**GIVEN RECORDS**
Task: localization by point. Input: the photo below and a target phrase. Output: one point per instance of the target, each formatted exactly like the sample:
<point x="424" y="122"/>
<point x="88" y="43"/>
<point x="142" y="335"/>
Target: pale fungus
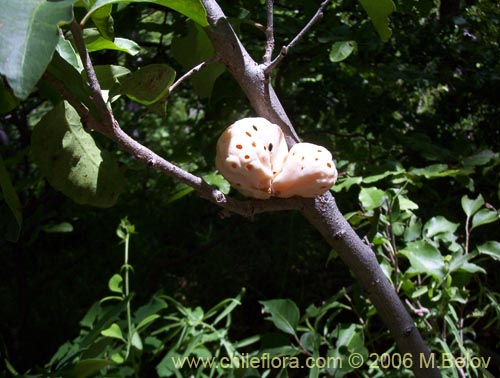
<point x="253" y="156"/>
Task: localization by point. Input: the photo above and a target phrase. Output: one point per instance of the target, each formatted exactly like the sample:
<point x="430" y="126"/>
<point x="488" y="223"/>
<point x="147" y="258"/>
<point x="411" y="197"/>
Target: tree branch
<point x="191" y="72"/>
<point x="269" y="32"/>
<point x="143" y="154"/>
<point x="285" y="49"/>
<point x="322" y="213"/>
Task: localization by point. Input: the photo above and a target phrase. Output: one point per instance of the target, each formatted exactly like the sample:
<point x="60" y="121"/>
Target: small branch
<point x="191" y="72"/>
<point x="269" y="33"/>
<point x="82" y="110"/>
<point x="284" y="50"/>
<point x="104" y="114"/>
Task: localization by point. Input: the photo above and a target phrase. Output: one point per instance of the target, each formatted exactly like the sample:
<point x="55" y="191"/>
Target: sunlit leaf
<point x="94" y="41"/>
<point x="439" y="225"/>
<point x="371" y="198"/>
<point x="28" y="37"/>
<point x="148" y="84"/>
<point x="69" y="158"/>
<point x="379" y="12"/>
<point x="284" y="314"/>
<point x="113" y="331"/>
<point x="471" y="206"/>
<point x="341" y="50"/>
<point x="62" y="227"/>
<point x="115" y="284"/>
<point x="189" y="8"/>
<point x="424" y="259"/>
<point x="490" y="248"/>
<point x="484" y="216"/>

**TASK STATEMENT**
Reproduce all of the records above exactly, but exclude the pictures.

**WRITTEN RESPONSE**
Task: localization by point. Input: the photo below and a target phrase. Output: one point per instance of the target, each formatted exactly like the sample:
<point x="424" y="122"/>
<point x="88" y="43"/>
<point x="142" y="335"/>
Target: pale fungus
<point x="253" y="156"/>
Task: localization by point. Input: the photo above and a target phrase. Output: one point per instance of the target, each formatted exactly like the sample:
<point x="430" y="126"/>
<point x="488" y="223"/>
<point x="147" y="258"/>
<point x="411" y="197"/>
Target: tree branch
<point x="191" y="72"/>
<point x="269" y="32"/>
<point x="143" y="154"/>
<point x="285" y="49"/>
<point x="322" y="213"/>
Task: localization by point. Input: the photo above and a target phrase. Output: one point per instance of the target, each formatted exactly like the sample:
<point x="60" y="121"/>
Target: small branch
<point x="191" y="72"/>
<point x="269" y="33"/>
<point x="82" y="110"/>
<point x="284" y="50"/>
<point x="104" y="114"/>
Task: localization by point. Input: the photo above and a target phrase. Output: one point per instance of the target, each formatted exactly like the sample:
<point x="55" y="191"/>
Target: sunlit leaf
<point x="94" y="41"/>
<point x="439" y="225"/>
<point x="371" y="198"/>
<point x="28" y="37"/>
<point x="148" y="84"/>
<point x="69" y="158"/>
<point x="379" y="12"/>
<point x="284" y="314"/>
<point x="113" y="331"/>
<point x="471" y="206"/>
<point x="341" y="50"/>
<point x="62" y="227"/>
<point x="115" y="284"/>
<point x="189" y="8"/>
<point x="424" y="259"/>
<point x="490" y="248"/>
<point x="484" y="216"/>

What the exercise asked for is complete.